Exercise brief: For this exercise, the reply is the listing below, reproduced exactly.
---*---
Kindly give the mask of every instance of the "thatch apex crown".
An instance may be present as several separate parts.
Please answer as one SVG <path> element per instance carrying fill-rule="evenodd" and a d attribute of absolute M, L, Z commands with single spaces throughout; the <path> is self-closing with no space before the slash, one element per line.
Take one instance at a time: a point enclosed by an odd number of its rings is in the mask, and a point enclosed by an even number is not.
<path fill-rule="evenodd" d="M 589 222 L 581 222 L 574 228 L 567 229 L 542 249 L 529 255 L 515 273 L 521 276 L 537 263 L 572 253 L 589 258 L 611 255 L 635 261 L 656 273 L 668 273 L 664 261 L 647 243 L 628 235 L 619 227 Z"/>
---*---
Response area:
Kindly give the mask of every instance of the "thatch apex crown".
An instance may be present as several separate parts.
Please answer as one SVG <path> element per instance carrying fill-rule="evenodd" and a d attribute of absolute M, L, Z commands with single spaces throughout; the <path> is self-closing with no space before the slash, one element per line.
Take one instance at a time: a point enclosed by an odd number of its rings is in the mask, and a point enclosed by an even number is not.
<path fill-rule="evenodd" d="M 589 222 L 581 222 L 574 228 L 567 229 L 542 249 L 529 255 L 515 273 L 521 276 L 537 263 L 572 253 L 589 258 L 611 255 L 635 261 L 656 273 L 668 273 L 664 261 L 647 243 L 628 235 L 619 227 Z"/>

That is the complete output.